- [DIRECTIONS]
Skip the images and restate every line of the records exactly.

- [MATERIAL FOR THIS TASK]
# # #
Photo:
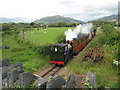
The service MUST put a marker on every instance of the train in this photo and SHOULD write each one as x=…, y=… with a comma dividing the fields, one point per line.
x=57, y=56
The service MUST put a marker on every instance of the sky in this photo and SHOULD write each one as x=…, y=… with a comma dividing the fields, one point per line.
x=84, y=10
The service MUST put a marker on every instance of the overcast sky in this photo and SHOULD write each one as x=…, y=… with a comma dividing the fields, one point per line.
x=78, y=9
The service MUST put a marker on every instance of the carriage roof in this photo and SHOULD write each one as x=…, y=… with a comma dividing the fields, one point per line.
x=60, y=45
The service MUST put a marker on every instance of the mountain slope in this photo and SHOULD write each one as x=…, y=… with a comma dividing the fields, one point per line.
x=108, y=18
x=16, y=20
x=57, y=18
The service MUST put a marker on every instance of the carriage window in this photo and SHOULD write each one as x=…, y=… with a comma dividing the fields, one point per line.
x=52, y=48
x=56, y=49
x=60, y=49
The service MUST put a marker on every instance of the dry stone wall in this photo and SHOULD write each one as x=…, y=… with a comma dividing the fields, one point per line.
x=13, y=76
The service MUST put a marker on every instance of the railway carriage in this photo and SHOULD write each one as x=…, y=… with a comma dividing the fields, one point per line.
x=57, y=50
x=57, y=54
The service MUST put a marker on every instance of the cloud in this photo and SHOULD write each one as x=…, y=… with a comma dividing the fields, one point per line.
x=78, y=9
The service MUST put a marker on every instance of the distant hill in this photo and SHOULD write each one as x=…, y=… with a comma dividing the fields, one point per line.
x=16, y=20
x=108, y=18
x=57, y=18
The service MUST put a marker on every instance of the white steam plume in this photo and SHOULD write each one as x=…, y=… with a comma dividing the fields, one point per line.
x=80, y=29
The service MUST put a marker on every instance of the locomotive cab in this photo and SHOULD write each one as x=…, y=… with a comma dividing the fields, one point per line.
x=57, y=54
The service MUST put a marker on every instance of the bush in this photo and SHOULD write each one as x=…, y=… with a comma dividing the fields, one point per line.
x=61, y=38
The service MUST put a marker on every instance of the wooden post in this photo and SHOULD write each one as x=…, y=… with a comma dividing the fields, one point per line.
x=23, y=34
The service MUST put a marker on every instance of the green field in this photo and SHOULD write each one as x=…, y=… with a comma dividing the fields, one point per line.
x=20, y=52
x=24, y=52
x=43, y=36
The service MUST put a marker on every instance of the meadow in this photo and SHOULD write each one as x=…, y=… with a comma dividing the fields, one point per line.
x=26, y=54
x=27, y=50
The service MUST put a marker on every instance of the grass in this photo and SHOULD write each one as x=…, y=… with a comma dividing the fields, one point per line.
x=20, y=52
x=106, y=73
x=43, y=36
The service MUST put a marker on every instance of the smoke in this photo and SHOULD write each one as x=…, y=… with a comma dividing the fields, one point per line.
x=80, y=29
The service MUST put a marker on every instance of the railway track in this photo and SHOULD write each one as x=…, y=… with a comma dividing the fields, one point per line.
x=51, y=72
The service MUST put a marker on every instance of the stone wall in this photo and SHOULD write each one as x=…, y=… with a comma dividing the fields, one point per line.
x=13, y=76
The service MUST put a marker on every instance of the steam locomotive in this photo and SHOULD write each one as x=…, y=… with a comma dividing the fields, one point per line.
x=57, y=50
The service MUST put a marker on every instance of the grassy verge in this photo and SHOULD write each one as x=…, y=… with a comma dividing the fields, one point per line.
x=32, y=52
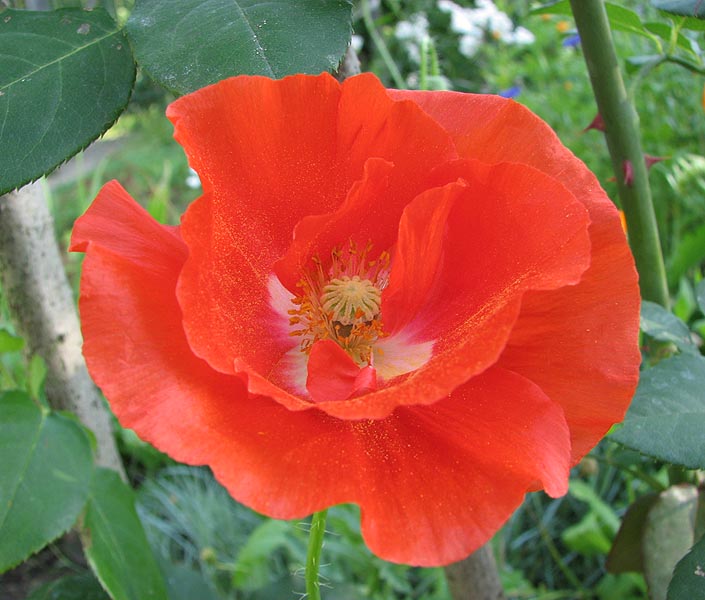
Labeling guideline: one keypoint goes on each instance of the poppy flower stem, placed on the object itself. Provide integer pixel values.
(313, 556)
(624, 144)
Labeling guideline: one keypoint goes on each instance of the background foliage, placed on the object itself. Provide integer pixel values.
(635, 505)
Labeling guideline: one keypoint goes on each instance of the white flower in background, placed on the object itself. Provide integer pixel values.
(473, 23)
(523, 37)
(412, 33)
(192, 179)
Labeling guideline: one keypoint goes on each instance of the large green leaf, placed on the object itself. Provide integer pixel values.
(664, 326)
(44, 477)
(668, 535)
(667, 417)
(192, 43)
(687, 8)
(115, 543)
(72, 587)
(66, 76)
(626, 554)
(689, 575)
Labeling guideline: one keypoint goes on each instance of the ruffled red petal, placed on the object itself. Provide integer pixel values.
(433, 482)
(271, 153)
(579, 343)
(134, 344)
(466, 255)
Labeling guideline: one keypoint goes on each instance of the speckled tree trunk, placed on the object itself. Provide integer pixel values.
(34, 282)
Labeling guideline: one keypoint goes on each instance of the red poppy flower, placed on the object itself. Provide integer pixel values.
(419, 302)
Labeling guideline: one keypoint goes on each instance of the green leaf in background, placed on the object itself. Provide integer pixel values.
(115, 543)
(620, 18)
(689, 252)
(664, 326)
(66, 76)
(700, 296)
(252, 565)
(668, 535)
(185, 583)
(72, 587)
(190, 44)
(46, 469)
(687, 8)
(689, 575)
(666, 419)
(626, 555)
(9, 342)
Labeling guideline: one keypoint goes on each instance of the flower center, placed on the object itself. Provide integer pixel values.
(350, 299)
(342, 303)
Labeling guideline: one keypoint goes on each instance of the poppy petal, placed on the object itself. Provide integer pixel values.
(587, 333)
(433, 482)
(473, 248)
(134, 344)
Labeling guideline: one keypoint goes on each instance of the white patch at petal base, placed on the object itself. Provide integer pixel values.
(292, 369)
(398, 354)
(280, 301)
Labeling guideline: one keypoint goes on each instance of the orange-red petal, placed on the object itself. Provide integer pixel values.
(473, 248)
(269, 154)
(579, 343)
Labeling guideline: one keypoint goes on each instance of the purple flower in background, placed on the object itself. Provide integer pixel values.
(571, 41)
(511, 92)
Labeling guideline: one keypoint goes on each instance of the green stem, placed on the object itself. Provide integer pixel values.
(381, 46)
(313, 556)
(624, 144)
(423, 69)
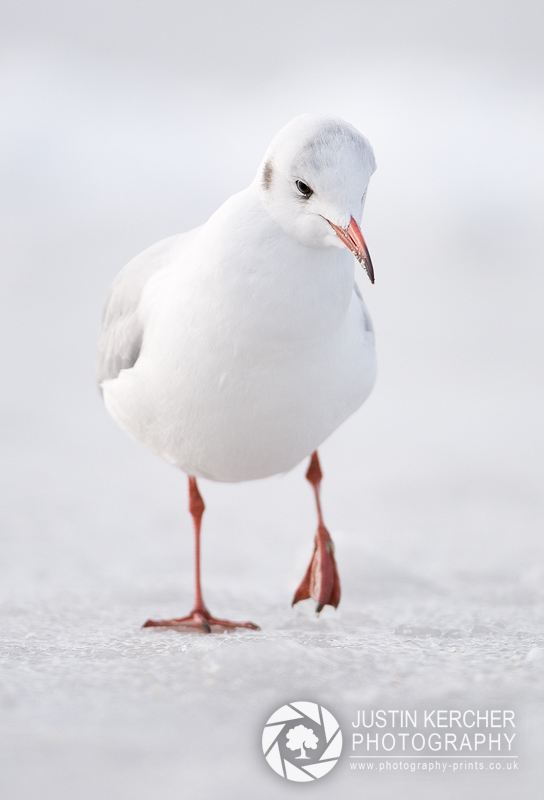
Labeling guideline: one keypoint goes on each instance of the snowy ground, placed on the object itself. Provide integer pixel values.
(432, 492)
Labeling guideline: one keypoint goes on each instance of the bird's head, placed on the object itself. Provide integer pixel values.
(313, 181)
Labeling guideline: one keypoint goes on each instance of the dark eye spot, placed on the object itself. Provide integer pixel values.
(304, 189)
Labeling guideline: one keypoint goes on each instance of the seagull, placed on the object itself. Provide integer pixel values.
(234, 350)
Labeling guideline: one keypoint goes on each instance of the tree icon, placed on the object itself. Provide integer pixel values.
(301, 737)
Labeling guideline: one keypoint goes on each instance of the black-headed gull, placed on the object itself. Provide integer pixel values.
# # #
- [SOLUTION FOR THIS TASK]
Photo:
The service MUST put a marker on every instance of the train in this photo and SHOULD write each one as x=…, y=… with a comma dividing the fields, one point per line.
x=57, y=56
The service MUST put a marker on every instance of the sky in this photo and SHOULD write each one as x=…, y=… with a comma dividing the fields, one point per line.
x=84, y=10
The service MUST put a marker on every instance of the overcast sky in this photo and SHOULD write each one as x=…, y=… with a comma dividing the fields, one point per line.
x=78, y=9
The service MUST put a marker on every instance of the carriage roof in this photo and SHOULD write each one as x=…, y=… with a comma dividing the fields, one point per line.
x=60, y=45
The service MUST put a marker on every instance of the mountain slope in this photo and SHOULD write each one as x=…, y=… with a comma dividing the fields, one point per line.
x=108, y=18
x=16, y=20
x=57, y=18
The service MUST put a marker on every instance of the carriage window in this photo and SHOULD write each one as x=…, y=… with a comma dividing the fields, one point per line.
x=52, y=48
x=56, y=49
x=60, y=49
The service MUST put a marker on every instance of the dry stone wall in this photo and SHOULD write each one as x=…, y=… with a comma dividing the fields, one point per line.
x=13, y=76
The service MUST put a marker on every instance of the railway carriage in this photo and SHOULD write each one as x=…, y=… with a comma dividing the fields, one point per line.
x=57, y=50
x=57, y=54
The service MUST put a marker on every instance of the cloud in this photo and SHOULD write each one as x=…, y=… with a comma dividing the fields, one point per line.
x=78, y=9
The service MUST put a marker on every instance of the distant hill in this photo and SHOULD write each one as x=…, y=… with a comma dividing the fields, one point per line.
x=16, y=20
x=108, y=18
x=57, y=18
The service MUST put a marker on every instance of the white steam plume in this photo and SHOULD write each one as x=…, y=… with a comma dividing the fields, one point per line.
x=80, y=29
The service MUST put a marker on every instance of the locomotive cab in this photo and SHOULD write each one as x=…, y=… with a comma dividing the fields, one point per line.
x=57, y=54
The service MUST put a marker on every instance of the bush in this photo and SHOULD write each one as x=…, y=… with a comma dividing the fields, one point per line.
x=61, y=38
The service MUST put a marker on every instance of the wooden post in this photo and SHOULD write each one as x=…, y=… with a comma dividing the fields, one point per line.
x=23, y=34
The service MUST put a marker on every instance of the green field in this photo and SHOULD write each one as x=…, y=… with a comma dividing the fields, one point per line.
x=20, y=52
x=24, y=52
x=43, y=36
The service MUST put a marker on every instance of the meadow in this photo and SHOULD write each one as x=…, y=… with a comma dividing the fields, one point per line.
x=26, y=54
x=27, y=50
The service MUST put a marker on every instance of the grass in this photo and SHOULD write each one as x=…, y=… with a comma dividing the fields, one point per line.
x=20, y=52
x=106, y=73
x=43, y=36
The service MUST put a marker on every instance of the smoke in this photo and SHOULD write each one as x=…, y=… with a comma dividing the fields, one point per line.
x=80, y=29
The service MUST put a marker on every instance of the railway track in this photo and SHOULD write each one as x=…, y=… with a comma dividing the fields, one point per line.
x=51, y=72
The service MUST put a marker on every instance of the stone wall in this photo and SHOULD write each one as x=…, y=… with a comma dividing the fields, one point per line.
x=13, y=76
The service MUST put a marker on every instance of the steam locomotive in this photo and SHOULD write each one as x=…, y=… with a comma dividing the fields, one point per line.
x=57, y=50
The service MUST put a marker on every instance of the grassy verge in this photo and SHOULD write each one as x=…, y=… with a comma dividing the fields, one point per line.
x=32, y=52
Labeling guideline: one keypoint goes on each instance of the poppy flower stem, placed on the object itself. Provide integer pixel values.
(313, 556)
(624, 144)
Labeling guideline: one keypoint goes on each instance of the background foliage, placed on the object itself. Provide integer pixel values.
(635, 505)
Labeling guideline: one keypoint goes on each instance of the white flower in background, placed on the object itself. Provide integer pixel values.
(473, 23)
(523, 37)
(412, 33)
(192, 179)
Labeling guideline: one keypoint goes on each instance of the large green leaf, placed on the object itself. Provide integer pixel values.
(664, 326)
(44, 477)
(668, 535)
(667, 417)
(192, 43)
(687, 8)
(115, 543)
(72, 587)
(66, 76)
(626, 554)
(689, 575)
Labeling guideline: one keypoint goes on each instance of the ruffled red petal, placed on the object itself. Provide integer pixel values.
(433, 482)
(271, 153)
(579, 343)
(134, 344)
(466, 255)
Labeling guideline: one keypoint goes on each instance of the speckled tree trunk, placed on the object itself. Provide integer pixel values.
(34, 282)
Labeling guideline: one keypoint goes on each instance of the red poppy flower, placed on the object itself. Provide integer pixel values.
(419, 302)
Labeling guideline: one keypoint goes on each instance of the green leaf in background, placed on the object itself. Provide integer pixel values.
(115, 543)
(620, 18)
(689, 252)
(664, 326)
(66, 76)
(700, 296)
(252, 565)
(668, 535)
(185, 583)
(72, 587)
(190, 44)
(46, 469)
(687, 8)
(689, 575)
(666, 419)
(626, 555)
(9, 342)
Labeling guideline: one keypoint goes on each instance of the flower center, placed on the object itself. Provide integer pixel values.
(350, 299)
(342, 303)
Labeling guideline: one keypoint goes on each instance of the poppy petal, placed on the object itself. Provide integer pixel values.
(587, 333)
(433, 482)
(473, 248)
(134, 344)
Labeling guideline: one keypoint goes on each instance of the white patch at petal base, placed on the object itself. Provide integer pixel values.
(292, 369)
(398, 354)
(280, 301)
Labeling guideline: one keypoint goes on each instance of the orange-red petal, placed on the object itself. Provide integer pixel values.
(473, 248)
(269, 154)
(579, 343)
Labeling guideline: one keypoint goes on each instance of the purple flower in background, placed on the object itself. Provide integer pixel values.
(571, 41)
(511, 92)
Labeling guideline: one keypoint goes on each instance of the green stem, placed on the object itself. Provide integer pixel values.
(381, 46)
(313, 556)
(624, 144)
(423, 69)
Labeling guideline: one keypoint goes on each instance of the snowy ground, placed on the object itself. Provide integer pixel values.
(432, 492)
Labeling guideline: one keypoint goes on each instance of the bird's head, placed on the object itself. Provide integer pixel values.
(313, 181)
Labeling guideline: one keypoint goes on each instance of the dark eye spot, placed on the object itself. Provide integer pixel values.
(304, 189)
Labeling guideline: one keypoint goes on each instance of the seagull, placed on the object itself. Provide integer pixel values.
(234, 350)
Labeling guideline: one keypoint goes on each instance of the tree icon, placed on the object itself. Provide integer pixel values.
(301, 737)
Labeling guideline: one keypoint goes on each instance of the black-headed gull, placed on the object itself. Provide integer pixel values.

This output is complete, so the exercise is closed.